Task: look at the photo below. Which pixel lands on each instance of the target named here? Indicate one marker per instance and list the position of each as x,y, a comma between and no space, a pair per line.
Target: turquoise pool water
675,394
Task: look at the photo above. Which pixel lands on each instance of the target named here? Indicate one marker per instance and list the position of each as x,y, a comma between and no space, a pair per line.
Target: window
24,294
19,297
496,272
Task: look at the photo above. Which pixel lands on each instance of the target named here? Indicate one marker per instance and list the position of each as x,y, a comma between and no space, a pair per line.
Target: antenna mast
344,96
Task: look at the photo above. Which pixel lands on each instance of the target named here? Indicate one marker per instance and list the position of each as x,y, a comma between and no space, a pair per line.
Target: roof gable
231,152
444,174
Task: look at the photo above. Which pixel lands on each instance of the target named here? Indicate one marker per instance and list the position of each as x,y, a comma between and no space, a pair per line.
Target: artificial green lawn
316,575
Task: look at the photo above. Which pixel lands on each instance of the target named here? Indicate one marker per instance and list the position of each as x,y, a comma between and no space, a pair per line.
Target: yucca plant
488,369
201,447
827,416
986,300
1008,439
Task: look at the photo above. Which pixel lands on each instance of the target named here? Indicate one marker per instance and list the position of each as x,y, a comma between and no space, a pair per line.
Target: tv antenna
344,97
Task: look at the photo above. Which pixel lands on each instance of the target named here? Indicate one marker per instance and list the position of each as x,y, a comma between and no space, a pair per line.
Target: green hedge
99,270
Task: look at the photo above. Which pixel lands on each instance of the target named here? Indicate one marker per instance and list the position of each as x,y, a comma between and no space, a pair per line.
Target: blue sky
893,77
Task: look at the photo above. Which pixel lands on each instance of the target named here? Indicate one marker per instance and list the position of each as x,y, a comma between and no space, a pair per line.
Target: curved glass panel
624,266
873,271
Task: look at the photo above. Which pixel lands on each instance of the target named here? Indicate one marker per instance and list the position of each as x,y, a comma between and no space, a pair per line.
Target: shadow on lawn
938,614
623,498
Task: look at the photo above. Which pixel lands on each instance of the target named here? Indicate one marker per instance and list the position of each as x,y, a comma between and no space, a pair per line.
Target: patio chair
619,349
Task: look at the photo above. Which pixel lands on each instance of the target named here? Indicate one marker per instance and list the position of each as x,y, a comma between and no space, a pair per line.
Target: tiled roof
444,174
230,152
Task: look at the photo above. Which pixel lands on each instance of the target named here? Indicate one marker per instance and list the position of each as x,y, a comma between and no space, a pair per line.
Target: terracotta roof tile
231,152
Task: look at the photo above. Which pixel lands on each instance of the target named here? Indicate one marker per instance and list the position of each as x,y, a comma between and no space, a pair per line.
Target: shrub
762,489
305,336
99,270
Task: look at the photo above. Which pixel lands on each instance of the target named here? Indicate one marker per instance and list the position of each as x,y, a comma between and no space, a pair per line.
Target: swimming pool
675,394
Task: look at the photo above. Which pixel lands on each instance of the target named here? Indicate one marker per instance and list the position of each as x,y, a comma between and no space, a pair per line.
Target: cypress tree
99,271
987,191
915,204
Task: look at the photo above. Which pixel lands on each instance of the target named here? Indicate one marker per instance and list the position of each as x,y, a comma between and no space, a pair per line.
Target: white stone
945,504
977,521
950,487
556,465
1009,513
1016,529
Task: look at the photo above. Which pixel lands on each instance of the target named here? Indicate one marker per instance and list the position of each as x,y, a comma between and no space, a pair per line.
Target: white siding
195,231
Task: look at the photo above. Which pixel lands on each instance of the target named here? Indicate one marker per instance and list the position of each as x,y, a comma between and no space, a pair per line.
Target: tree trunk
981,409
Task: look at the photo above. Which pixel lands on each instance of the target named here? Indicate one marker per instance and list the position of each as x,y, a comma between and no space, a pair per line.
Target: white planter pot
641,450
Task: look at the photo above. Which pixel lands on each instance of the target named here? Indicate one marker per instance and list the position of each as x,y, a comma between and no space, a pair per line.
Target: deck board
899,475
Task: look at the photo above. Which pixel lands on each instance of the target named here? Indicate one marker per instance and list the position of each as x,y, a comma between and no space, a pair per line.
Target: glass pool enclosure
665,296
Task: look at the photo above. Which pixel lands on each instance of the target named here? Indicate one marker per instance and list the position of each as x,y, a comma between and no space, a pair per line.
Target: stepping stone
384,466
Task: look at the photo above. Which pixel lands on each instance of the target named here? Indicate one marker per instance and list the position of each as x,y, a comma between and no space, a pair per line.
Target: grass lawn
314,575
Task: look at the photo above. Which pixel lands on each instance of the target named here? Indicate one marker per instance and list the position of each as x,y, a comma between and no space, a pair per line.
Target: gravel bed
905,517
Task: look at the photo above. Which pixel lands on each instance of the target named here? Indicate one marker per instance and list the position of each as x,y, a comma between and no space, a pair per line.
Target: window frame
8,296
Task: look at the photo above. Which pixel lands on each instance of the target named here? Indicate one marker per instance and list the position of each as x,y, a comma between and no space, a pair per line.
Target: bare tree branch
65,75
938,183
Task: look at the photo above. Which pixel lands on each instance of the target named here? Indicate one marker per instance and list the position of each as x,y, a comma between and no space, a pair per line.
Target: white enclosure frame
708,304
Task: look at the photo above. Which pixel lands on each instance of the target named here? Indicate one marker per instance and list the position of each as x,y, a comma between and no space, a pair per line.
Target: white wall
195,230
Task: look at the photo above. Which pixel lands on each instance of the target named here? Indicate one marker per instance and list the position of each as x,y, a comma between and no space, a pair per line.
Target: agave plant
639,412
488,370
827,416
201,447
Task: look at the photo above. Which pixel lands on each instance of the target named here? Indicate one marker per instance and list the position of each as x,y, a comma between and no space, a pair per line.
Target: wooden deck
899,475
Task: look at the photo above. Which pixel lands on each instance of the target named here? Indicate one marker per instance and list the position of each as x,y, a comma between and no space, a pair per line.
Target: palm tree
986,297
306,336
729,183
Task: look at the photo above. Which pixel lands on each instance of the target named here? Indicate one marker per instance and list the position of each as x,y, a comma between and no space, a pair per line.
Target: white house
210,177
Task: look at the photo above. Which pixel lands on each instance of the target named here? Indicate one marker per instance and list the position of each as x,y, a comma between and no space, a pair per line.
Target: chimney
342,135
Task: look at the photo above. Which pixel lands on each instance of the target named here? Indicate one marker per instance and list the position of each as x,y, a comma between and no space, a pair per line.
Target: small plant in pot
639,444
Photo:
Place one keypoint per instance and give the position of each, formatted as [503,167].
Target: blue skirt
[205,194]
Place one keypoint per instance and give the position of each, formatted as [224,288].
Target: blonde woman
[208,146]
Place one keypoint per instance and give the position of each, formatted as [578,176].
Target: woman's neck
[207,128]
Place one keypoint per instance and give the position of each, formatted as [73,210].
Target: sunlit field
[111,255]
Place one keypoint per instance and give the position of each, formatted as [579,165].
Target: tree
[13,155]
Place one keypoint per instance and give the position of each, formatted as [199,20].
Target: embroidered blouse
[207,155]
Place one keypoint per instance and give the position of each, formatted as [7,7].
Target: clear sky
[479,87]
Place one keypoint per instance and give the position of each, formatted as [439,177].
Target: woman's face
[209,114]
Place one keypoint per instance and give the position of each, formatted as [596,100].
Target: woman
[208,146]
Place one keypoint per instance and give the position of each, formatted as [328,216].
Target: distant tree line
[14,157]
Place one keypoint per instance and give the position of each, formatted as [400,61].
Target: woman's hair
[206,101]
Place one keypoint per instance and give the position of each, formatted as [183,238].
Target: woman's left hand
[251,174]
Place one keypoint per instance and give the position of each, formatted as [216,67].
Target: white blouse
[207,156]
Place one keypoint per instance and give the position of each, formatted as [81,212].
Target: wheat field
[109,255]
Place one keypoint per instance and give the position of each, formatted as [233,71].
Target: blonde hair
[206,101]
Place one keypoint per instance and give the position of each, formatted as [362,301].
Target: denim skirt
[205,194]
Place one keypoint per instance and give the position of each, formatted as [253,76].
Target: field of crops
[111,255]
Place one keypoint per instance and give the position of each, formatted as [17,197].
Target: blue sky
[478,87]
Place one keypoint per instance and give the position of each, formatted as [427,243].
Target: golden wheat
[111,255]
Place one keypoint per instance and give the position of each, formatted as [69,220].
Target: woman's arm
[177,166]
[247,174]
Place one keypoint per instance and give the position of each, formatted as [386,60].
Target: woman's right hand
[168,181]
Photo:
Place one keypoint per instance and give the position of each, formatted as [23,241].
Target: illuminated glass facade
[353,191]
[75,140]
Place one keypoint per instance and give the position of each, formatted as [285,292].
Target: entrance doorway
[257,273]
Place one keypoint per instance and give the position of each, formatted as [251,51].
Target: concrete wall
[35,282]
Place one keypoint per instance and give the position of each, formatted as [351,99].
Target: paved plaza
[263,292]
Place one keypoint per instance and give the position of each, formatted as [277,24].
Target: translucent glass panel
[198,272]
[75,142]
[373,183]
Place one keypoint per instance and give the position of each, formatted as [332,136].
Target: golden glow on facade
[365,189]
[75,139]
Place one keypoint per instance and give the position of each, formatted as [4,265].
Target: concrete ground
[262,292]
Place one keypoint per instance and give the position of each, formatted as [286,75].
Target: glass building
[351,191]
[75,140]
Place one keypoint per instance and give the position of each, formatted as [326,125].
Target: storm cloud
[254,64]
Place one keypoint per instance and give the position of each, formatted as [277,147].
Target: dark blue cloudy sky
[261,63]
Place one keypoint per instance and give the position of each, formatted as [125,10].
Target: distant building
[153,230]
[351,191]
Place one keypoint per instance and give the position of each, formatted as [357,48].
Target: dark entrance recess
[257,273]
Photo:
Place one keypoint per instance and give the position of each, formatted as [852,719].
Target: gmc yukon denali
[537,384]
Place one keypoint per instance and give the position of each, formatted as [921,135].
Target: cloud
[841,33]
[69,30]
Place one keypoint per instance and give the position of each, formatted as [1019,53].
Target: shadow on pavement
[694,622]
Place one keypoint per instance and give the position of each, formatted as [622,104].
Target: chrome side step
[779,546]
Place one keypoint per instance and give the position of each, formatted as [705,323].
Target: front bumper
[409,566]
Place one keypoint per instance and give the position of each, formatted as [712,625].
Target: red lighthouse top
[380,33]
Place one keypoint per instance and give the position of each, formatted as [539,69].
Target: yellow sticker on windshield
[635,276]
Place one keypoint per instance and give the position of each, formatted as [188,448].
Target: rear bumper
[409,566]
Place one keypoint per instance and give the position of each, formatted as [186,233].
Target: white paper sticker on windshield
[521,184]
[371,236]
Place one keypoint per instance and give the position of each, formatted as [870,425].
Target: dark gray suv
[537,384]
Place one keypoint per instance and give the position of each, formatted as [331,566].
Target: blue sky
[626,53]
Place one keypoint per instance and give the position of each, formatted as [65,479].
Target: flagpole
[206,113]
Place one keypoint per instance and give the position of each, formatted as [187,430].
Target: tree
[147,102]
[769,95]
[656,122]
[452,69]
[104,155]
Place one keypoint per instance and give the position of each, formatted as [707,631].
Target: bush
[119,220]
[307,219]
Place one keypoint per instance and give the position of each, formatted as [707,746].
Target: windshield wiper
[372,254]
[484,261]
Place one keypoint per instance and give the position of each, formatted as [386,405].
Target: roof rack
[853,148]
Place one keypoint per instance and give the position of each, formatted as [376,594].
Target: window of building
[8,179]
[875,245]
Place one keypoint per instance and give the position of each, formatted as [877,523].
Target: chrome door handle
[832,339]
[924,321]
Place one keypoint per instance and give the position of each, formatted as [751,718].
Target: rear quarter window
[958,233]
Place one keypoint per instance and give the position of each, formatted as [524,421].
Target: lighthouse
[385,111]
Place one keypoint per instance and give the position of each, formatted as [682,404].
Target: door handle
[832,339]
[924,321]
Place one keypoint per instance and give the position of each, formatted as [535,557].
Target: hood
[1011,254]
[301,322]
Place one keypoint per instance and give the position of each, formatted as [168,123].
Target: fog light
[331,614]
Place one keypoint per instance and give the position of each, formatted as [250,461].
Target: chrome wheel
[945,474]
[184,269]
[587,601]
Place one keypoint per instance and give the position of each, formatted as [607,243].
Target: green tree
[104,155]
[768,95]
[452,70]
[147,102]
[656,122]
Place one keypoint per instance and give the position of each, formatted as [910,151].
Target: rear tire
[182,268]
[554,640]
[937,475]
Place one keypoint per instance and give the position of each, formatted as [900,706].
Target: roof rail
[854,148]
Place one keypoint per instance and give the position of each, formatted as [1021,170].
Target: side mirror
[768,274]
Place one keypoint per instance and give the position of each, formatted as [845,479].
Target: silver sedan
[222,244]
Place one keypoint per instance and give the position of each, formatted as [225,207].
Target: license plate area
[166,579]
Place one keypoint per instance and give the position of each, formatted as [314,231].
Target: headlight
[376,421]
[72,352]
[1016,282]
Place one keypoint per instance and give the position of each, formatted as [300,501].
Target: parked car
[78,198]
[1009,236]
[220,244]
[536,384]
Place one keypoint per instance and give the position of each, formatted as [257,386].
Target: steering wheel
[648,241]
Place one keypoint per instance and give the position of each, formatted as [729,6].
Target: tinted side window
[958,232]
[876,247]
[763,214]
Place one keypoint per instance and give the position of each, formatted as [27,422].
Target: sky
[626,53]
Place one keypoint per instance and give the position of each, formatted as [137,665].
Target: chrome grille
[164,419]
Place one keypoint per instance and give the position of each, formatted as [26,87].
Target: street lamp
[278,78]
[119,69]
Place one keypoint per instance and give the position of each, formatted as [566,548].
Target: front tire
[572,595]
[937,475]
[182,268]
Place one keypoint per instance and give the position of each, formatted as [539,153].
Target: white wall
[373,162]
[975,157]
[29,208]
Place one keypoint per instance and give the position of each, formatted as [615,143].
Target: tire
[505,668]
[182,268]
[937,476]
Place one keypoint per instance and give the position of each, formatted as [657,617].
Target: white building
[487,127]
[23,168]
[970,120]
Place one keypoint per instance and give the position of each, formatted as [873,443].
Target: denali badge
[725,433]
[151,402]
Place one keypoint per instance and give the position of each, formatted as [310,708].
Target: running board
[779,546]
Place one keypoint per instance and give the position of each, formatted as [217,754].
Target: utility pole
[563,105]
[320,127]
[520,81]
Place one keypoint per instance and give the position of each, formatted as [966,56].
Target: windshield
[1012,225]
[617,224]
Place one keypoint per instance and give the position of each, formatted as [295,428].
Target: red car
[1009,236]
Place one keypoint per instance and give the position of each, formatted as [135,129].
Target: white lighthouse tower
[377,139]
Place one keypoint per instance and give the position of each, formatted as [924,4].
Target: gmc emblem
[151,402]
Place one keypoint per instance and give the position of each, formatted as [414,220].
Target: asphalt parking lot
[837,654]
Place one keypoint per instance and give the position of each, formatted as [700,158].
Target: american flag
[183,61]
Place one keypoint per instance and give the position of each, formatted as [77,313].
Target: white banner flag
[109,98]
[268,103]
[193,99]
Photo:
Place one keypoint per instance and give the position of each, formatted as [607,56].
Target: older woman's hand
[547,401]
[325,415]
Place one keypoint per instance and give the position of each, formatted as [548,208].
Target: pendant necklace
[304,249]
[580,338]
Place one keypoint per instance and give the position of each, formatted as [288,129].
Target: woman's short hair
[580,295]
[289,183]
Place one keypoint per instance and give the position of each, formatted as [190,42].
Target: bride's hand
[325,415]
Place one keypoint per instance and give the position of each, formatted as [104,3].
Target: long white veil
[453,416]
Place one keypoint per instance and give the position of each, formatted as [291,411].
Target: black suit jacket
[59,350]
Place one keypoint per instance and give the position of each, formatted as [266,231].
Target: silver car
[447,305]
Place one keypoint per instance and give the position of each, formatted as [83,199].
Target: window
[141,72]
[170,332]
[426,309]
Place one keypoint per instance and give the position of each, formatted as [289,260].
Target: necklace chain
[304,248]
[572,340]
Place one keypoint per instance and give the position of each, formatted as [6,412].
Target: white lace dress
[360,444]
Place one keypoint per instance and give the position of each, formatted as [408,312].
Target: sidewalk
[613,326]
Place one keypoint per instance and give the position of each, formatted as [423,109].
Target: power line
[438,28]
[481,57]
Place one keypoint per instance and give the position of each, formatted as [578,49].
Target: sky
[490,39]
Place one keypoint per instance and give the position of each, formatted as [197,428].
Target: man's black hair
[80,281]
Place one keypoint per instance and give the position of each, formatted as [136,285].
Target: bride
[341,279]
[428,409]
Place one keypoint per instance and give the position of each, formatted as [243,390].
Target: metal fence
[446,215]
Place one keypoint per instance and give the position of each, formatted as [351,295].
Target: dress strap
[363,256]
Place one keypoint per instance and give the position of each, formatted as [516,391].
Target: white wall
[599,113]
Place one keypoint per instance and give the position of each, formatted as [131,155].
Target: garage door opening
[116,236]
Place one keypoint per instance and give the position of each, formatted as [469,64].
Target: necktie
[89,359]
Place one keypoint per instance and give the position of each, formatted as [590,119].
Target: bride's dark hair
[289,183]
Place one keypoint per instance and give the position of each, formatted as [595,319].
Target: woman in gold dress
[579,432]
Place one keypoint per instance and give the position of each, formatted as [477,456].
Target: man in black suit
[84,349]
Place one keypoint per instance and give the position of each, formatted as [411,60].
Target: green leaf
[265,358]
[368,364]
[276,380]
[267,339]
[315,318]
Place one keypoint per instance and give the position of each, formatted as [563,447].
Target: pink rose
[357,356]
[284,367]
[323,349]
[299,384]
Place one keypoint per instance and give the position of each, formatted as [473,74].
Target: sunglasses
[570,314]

● ● ● ●

:: WHAT THE TASK REQUIRES ::
Print exactly the lines above from the one with "Target: flagpole" to the one with "formatted as [707,746].", including both.

:: EXERCISE RESPONSE ::
Target: flagpole
[206,113]
Place one keypoint per instance and give the position of each, formatted as [187,430].
Target: tree
[147,102]
[769,95]
[656,122]
[452,69]
[104,155]
Place one keypoint per instance and give the position of each, formatted as [707,631].
Target: bush
[119,220]
[307,219]
Place one keypoint per instance and give the position of each, formatted as [707,746].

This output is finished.